Monday, July 20, 2015

last procedure?

Hysteroscopy tomorrow. Let's hope this is my last surgery/ procedure for a LONG time. Dr is checking for scarring/ adhesions/ low level infection, and although he thinks there is only a small chance of finding any of those I am almost hoping that he finds something so that we can fix it!

Not sure what the game plan will be after that or how long we will wait to try the whole estrogen/ transfer protocol again.

In the meantime we are getting somewhat more serious with adoption research, at the very least to feel like we are doing something. I will admit that I am pretty frustrated at this point that it's been about a year since we started seeing the specialist and although I know having 2 embryos on ice is a good thing and progress, in some ways it feels like we haven't really gotten any closer to having a good sense of what is going on or any closer to actually having a baby through all of the tests, appointments, and treatment this year.

Monday, July 6, 2015

July Update

So, we may have jumped the gun in thinking our decision would be about whether to transfer 1 or 2 embryos, as we are now waiting to see if we will be able to transfer any. My uterine lining didn't cooperate with thickening up with estrogen pills, estrogen patches, viagra suppositories, blood thinners, and acupuncture, so we're taking a step back to try and figure out what's going on.

The plan is currently to wait a few weeks then do a hysteroscopy to make sure I don't have any scarring that's affecting things or any low-level infection. Dr said that he thinks it's unlikely that I have either but still worth ruling them out. Then we see if taking a few months to re-set my estrogen and other levels makes a difference. The thing that makes me worry is that looking back over my chart with Dr last week I have pretty consistently had thin uterine lining during cycles in the fall and in both IVFs....the guidelines say you need lining above 8 mm to have a good shot at sustaining a pregnancy and I have pretty consistently been at only 5-6.

So we're trying to decide where we go from here, it will be at least several months before we would think about doing a transfer again (and that's if my lining cooperates) and then its about 50/50 that I would get or keep a pregnancy. So time to start really looking into adoption and decide if we want to pursue that route. Wish I had better news but that doesn't seem to be how this goes for us!

• INFORMATION SUPPLIED
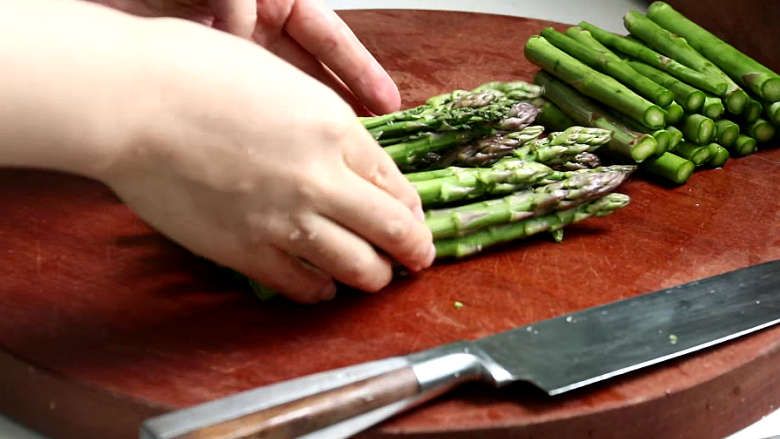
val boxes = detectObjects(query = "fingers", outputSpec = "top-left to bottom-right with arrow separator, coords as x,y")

• EXPLORE THE MATERIAL
1) In the fertility blog text, what lining thickness do the guidelines say is needed for a good shot at sustaining a pregnancy?
2) From the fertility blog text, repeat word for word the part that opens with the words containing "So we're trying" and closes with "goes for us!".

• EXERCISE RESPONSES
1) Above 8 mm.

2)
So we're trying to decide where we go from here, it will be at least several months before we would think about doing a transfer again (and that's if my lining cooperates) and then its about 50/50 that I would get or keep a pregnancy. So time to start really looking into adoption and decide if we want to pursue that route. Wish I had better news but that doesn't seem to be how this goes for us!